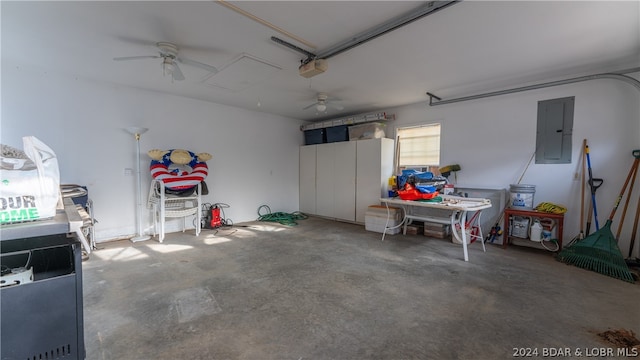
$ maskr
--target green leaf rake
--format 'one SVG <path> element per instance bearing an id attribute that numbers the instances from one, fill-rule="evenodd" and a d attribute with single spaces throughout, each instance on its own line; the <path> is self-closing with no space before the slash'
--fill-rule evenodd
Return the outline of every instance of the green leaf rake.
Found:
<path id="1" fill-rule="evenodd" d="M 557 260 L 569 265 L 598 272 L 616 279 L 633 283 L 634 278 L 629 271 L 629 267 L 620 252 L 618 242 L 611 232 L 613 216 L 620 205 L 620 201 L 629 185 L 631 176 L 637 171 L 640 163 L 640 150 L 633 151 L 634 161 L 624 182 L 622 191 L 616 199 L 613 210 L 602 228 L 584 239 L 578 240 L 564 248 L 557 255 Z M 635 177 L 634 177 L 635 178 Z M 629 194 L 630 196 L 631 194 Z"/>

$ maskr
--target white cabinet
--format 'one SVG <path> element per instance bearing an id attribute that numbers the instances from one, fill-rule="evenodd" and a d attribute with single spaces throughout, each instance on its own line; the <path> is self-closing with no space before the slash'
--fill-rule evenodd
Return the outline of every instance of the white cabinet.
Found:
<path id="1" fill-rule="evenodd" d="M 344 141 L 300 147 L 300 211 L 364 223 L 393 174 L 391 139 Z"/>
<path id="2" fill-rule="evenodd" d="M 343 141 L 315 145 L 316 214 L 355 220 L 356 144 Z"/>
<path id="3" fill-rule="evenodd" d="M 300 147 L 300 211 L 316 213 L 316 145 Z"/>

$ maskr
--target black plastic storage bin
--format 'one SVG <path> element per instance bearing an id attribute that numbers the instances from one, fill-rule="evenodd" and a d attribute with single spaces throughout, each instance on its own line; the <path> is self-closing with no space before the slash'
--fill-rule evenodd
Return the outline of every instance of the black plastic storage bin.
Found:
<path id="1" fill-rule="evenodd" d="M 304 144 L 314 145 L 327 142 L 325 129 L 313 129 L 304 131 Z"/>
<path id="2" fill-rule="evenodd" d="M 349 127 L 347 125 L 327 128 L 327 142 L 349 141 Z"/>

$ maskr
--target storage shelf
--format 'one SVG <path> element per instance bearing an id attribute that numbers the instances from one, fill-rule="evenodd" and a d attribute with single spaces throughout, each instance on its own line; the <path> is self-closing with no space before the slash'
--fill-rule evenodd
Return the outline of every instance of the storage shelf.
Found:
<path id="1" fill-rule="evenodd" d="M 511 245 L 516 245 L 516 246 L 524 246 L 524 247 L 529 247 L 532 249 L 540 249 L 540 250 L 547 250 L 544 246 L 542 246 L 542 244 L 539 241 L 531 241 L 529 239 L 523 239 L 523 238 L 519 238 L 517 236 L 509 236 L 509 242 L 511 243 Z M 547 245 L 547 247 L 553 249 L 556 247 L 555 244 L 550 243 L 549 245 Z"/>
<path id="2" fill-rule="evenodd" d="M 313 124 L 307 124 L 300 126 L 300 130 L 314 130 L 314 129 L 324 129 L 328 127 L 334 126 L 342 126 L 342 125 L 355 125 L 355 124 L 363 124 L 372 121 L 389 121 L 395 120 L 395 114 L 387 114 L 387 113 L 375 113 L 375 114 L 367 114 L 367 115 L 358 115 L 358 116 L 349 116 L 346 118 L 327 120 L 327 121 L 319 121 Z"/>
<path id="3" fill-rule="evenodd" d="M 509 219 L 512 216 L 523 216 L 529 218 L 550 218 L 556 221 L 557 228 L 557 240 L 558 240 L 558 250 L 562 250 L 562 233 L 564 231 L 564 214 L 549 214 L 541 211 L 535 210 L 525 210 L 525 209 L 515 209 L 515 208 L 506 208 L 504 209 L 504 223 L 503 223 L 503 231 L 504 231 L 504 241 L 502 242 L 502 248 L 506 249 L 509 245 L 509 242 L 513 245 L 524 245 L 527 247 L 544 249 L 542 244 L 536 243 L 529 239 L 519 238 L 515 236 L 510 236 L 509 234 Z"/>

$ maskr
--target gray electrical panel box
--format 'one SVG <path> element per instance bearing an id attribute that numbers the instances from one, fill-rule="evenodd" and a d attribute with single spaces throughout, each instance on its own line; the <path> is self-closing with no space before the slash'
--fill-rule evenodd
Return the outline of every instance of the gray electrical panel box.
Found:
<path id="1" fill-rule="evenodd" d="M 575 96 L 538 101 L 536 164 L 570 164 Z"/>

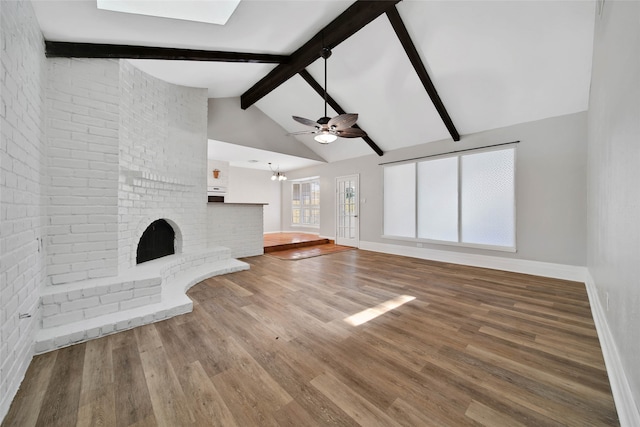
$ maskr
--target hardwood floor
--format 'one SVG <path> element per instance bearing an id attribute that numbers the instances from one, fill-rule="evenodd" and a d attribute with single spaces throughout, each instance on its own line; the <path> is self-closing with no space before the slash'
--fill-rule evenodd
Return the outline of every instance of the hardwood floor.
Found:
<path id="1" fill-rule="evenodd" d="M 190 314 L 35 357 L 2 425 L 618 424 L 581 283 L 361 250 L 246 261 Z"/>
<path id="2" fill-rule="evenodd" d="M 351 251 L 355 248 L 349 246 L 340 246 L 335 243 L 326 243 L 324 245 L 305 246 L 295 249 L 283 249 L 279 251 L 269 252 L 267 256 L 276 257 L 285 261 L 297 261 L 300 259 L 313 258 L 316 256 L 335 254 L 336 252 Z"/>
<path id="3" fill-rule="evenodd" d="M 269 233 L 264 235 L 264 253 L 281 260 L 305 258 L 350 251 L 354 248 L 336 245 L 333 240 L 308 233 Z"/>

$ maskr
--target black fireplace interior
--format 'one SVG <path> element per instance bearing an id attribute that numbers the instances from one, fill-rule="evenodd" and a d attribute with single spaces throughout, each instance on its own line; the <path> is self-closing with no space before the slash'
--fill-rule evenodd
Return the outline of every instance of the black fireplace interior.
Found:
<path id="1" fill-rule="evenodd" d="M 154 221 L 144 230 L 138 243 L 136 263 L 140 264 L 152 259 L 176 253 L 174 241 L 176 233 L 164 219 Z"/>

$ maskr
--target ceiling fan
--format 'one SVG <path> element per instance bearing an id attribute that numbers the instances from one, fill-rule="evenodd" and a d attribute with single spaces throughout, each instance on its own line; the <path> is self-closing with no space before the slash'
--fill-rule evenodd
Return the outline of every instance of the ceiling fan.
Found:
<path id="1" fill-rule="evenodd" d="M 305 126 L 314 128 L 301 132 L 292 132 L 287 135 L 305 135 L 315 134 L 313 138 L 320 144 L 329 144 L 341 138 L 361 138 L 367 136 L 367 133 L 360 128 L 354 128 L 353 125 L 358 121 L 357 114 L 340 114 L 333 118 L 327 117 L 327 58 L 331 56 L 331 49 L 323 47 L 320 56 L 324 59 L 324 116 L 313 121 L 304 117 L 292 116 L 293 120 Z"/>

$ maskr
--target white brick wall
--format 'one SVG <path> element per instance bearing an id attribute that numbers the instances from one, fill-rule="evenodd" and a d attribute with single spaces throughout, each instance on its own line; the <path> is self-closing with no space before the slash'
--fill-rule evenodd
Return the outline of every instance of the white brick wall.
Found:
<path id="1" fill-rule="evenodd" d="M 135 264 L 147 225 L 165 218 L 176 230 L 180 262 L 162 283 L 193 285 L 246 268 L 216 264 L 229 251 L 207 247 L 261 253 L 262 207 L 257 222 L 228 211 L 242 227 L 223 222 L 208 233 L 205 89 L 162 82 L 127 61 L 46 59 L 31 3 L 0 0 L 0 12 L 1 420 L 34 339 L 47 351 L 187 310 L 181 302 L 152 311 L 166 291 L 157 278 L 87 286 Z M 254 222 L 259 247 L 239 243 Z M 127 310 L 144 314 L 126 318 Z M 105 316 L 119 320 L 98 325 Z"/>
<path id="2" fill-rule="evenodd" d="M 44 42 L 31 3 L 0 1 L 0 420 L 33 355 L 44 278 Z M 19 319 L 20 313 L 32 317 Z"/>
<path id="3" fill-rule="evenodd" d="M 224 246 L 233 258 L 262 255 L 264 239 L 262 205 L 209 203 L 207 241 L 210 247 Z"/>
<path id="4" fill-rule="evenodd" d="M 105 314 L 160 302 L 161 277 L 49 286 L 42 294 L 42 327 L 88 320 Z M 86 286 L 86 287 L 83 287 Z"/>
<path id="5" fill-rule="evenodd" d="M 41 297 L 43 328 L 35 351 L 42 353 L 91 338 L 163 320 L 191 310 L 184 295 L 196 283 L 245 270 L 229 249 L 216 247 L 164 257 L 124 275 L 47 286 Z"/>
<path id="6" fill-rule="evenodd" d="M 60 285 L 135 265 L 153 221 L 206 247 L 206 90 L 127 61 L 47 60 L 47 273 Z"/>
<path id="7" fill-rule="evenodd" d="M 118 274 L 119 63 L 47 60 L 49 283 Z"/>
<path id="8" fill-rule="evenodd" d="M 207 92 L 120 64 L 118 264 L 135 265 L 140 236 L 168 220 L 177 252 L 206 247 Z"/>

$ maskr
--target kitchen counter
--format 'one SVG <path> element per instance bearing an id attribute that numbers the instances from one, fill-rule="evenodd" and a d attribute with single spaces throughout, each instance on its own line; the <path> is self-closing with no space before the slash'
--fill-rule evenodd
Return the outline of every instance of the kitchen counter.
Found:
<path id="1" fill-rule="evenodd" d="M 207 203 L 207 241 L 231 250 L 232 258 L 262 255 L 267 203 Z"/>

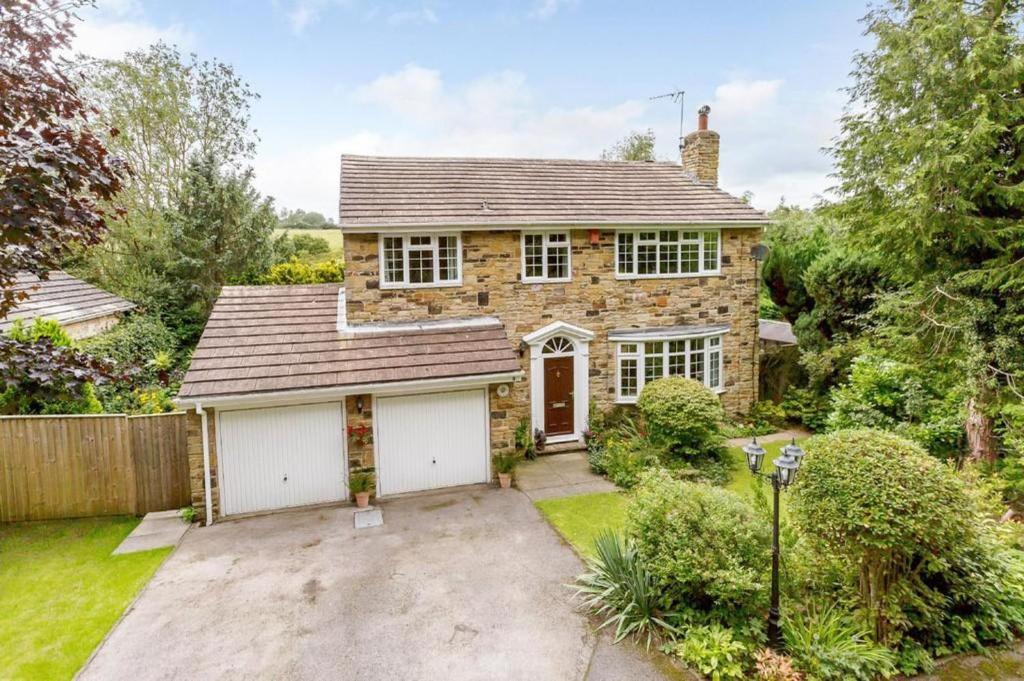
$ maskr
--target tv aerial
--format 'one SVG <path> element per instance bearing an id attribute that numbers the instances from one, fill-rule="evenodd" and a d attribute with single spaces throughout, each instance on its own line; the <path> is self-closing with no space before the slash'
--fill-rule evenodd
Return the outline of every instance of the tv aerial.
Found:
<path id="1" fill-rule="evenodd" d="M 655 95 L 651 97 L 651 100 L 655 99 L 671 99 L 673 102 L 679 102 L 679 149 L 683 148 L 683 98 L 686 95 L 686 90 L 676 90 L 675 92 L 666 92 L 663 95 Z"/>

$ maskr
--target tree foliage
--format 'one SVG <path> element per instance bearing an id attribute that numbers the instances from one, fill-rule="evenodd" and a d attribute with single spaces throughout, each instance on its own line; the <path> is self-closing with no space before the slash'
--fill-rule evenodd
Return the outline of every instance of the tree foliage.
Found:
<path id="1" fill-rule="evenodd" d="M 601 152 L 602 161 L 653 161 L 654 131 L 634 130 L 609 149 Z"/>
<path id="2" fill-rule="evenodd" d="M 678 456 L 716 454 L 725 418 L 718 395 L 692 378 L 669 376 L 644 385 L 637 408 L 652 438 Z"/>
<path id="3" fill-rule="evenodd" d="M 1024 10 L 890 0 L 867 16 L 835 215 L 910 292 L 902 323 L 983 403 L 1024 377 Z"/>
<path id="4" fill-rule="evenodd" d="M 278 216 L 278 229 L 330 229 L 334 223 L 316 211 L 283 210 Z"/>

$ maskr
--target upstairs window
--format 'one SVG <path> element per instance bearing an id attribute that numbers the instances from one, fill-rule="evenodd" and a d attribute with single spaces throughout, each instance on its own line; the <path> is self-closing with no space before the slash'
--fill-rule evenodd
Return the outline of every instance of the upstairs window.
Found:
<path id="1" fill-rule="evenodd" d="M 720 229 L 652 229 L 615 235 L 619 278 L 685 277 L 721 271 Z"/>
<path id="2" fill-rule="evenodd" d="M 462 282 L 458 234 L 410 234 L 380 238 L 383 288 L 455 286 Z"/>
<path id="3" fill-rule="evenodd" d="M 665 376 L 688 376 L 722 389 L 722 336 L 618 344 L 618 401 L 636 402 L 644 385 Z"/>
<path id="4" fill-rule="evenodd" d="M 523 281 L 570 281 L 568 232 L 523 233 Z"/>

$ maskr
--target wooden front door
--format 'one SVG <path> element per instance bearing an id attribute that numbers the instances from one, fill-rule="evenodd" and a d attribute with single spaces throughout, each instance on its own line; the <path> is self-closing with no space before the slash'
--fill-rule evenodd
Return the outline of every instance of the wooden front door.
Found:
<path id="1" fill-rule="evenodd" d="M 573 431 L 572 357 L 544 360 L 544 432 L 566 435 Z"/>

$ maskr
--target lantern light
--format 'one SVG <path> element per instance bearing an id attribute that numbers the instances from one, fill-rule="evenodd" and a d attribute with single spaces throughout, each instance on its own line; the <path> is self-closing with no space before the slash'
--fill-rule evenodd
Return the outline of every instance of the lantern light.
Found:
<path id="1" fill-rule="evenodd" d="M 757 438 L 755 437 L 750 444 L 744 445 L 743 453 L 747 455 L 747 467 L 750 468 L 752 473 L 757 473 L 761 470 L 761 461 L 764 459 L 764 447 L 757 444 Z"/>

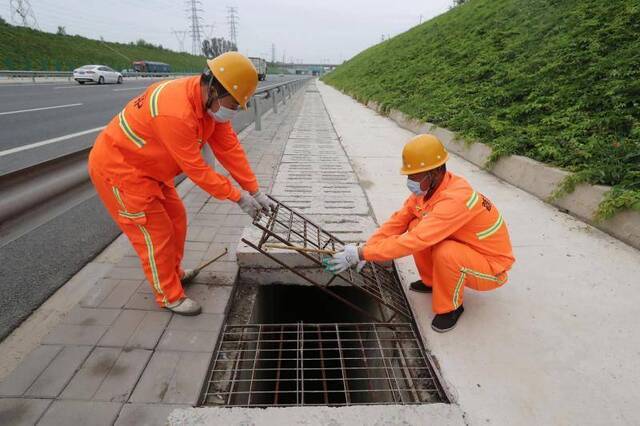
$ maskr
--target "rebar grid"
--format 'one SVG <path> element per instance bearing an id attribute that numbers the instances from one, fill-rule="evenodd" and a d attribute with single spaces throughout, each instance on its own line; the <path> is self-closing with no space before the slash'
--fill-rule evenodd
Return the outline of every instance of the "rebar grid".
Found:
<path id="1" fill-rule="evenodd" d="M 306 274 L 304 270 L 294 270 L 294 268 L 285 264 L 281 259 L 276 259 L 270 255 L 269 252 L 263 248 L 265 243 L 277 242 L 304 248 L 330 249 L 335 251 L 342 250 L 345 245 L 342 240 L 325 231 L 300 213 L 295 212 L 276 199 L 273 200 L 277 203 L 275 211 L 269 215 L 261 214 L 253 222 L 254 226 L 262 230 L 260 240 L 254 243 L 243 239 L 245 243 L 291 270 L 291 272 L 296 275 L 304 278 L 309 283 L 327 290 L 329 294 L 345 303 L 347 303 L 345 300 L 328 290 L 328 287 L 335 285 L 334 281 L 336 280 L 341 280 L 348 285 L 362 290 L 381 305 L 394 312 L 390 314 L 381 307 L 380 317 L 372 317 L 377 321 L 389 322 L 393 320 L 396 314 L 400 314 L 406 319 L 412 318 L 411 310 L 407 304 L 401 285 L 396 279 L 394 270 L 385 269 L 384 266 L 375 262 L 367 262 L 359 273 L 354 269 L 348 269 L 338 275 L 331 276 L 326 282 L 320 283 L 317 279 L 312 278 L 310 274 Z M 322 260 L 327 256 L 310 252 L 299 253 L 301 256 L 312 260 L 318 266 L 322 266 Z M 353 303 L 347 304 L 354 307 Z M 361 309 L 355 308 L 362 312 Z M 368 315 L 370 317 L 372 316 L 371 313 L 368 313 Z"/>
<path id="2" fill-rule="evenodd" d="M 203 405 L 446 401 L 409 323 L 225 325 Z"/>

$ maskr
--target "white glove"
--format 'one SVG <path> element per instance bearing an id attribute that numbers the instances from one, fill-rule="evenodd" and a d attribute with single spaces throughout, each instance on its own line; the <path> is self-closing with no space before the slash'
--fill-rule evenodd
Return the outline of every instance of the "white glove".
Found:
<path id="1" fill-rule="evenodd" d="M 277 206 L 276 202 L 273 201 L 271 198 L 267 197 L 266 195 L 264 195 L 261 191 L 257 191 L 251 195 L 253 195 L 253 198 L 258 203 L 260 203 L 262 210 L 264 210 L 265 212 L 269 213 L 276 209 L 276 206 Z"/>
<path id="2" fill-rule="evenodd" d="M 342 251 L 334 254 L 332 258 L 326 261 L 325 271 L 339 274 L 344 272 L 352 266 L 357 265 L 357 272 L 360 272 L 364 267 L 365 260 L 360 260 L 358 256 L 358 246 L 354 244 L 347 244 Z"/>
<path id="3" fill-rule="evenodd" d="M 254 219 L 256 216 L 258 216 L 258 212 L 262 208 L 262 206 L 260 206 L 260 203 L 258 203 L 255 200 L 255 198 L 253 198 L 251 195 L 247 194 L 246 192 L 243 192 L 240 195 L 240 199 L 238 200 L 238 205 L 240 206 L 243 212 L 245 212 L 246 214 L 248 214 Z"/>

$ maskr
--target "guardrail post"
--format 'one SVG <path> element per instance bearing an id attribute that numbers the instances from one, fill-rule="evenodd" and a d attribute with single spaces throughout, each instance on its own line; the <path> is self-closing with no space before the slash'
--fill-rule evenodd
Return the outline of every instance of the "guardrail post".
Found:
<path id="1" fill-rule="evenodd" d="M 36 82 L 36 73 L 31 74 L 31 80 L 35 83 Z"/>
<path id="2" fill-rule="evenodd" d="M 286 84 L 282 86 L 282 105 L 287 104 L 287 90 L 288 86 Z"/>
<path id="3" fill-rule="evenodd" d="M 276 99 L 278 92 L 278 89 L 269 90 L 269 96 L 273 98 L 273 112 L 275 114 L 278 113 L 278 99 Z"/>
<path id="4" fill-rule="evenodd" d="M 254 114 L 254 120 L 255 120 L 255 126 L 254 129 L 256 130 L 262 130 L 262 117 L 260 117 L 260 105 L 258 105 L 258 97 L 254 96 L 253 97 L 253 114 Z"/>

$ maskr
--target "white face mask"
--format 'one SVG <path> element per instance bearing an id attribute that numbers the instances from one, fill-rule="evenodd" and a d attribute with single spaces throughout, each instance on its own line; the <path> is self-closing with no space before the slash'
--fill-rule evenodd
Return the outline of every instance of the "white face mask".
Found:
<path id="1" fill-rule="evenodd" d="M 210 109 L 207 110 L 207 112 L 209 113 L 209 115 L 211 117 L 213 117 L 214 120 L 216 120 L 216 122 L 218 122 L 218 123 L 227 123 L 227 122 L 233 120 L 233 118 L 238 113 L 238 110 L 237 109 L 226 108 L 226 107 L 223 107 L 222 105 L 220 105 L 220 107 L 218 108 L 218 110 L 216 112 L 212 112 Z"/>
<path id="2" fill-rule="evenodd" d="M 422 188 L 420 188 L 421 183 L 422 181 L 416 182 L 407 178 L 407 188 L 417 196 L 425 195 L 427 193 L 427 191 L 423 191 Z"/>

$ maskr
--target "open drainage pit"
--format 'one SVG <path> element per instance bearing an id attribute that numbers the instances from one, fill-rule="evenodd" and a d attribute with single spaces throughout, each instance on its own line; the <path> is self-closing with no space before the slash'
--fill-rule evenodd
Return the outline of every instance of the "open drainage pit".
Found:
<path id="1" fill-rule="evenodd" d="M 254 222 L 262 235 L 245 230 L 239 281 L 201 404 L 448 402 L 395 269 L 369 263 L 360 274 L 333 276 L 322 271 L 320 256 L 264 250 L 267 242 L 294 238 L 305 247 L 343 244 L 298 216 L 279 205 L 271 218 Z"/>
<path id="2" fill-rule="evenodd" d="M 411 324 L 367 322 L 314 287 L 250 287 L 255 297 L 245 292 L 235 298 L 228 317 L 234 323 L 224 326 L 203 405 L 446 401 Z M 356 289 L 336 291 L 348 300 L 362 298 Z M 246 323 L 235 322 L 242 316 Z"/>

* [TASK GOAL]
Find the word "green" in the records. Copy every line it appears in.

* [RESPONSE AREA]
--target green leaf rake
Return the outline of every instance of the green leaf rake.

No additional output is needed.